Task:
Report every line of the records that contains the string "brown", treating uppercase and lowercase letters as distinct.

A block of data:
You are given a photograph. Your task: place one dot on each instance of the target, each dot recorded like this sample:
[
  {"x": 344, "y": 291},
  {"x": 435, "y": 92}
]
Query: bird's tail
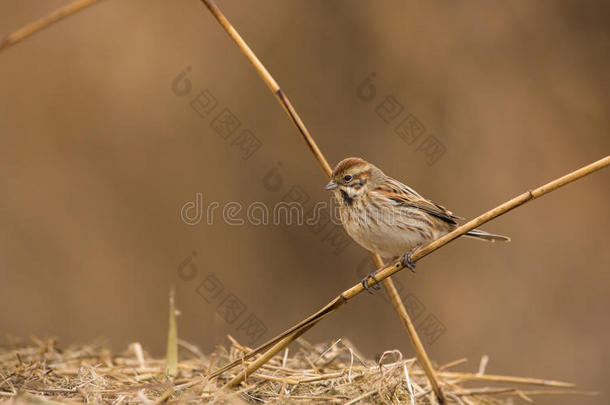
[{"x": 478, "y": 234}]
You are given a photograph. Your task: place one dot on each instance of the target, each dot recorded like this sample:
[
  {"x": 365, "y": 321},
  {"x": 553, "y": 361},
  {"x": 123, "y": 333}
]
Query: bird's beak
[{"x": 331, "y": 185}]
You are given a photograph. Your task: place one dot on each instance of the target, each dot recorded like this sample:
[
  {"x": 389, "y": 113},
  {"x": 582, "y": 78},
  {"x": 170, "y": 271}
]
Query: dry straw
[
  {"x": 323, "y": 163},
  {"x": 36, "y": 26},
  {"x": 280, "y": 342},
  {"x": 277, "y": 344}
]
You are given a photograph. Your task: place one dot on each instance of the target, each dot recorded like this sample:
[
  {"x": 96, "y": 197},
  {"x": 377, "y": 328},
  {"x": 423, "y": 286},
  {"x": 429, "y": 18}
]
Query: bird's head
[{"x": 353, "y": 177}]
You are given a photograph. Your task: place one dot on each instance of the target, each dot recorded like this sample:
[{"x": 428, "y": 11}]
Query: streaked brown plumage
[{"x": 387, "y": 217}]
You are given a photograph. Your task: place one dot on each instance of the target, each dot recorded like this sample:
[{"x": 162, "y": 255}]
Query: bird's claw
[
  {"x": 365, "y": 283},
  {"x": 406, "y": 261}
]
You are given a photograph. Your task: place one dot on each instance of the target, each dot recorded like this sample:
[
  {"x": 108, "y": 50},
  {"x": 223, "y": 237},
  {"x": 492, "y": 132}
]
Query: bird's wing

---

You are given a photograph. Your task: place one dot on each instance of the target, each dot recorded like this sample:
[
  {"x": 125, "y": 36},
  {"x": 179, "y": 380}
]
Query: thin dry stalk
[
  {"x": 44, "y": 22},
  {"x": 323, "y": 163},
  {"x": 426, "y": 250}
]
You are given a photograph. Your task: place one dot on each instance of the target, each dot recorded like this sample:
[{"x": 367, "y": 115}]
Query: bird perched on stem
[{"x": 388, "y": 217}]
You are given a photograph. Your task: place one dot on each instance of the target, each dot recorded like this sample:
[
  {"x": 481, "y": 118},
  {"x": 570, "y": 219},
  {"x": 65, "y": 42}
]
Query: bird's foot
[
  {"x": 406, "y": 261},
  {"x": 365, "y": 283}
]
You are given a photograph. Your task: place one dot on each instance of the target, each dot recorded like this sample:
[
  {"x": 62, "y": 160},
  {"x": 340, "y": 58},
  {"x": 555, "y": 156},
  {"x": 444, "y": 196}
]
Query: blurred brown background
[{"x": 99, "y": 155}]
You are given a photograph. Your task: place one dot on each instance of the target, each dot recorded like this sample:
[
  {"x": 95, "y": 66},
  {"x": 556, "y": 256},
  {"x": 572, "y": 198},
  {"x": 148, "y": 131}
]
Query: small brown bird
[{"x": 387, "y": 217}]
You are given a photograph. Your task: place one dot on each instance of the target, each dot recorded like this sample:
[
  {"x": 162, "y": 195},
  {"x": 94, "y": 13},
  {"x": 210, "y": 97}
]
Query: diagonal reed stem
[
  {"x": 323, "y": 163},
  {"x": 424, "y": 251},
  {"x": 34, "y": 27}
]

--

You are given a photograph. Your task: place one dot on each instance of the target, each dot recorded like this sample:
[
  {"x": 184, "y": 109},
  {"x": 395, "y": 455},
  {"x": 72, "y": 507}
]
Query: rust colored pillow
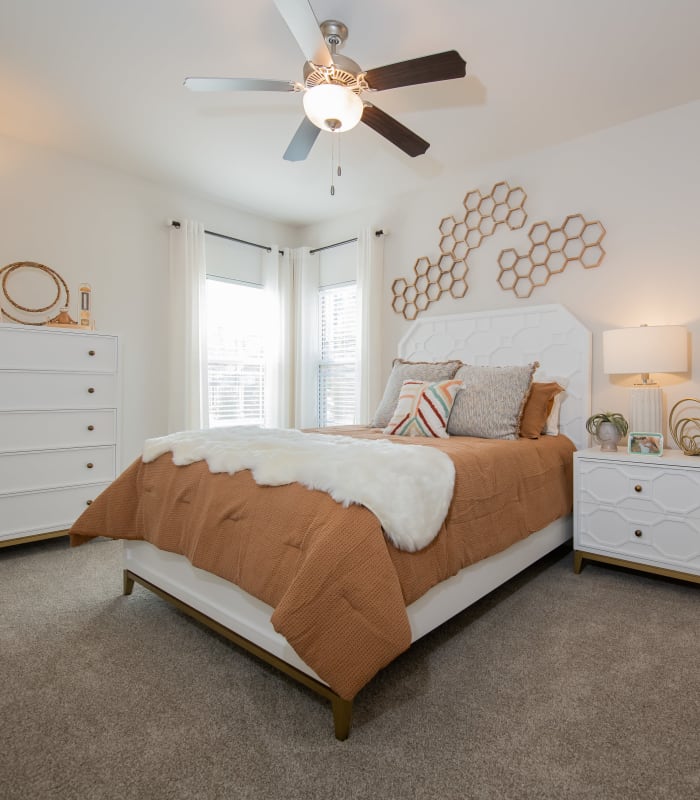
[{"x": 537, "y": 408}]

Solved problem:
Query: streaked brown plumage
Query: blurred brown background
Query: small brown bird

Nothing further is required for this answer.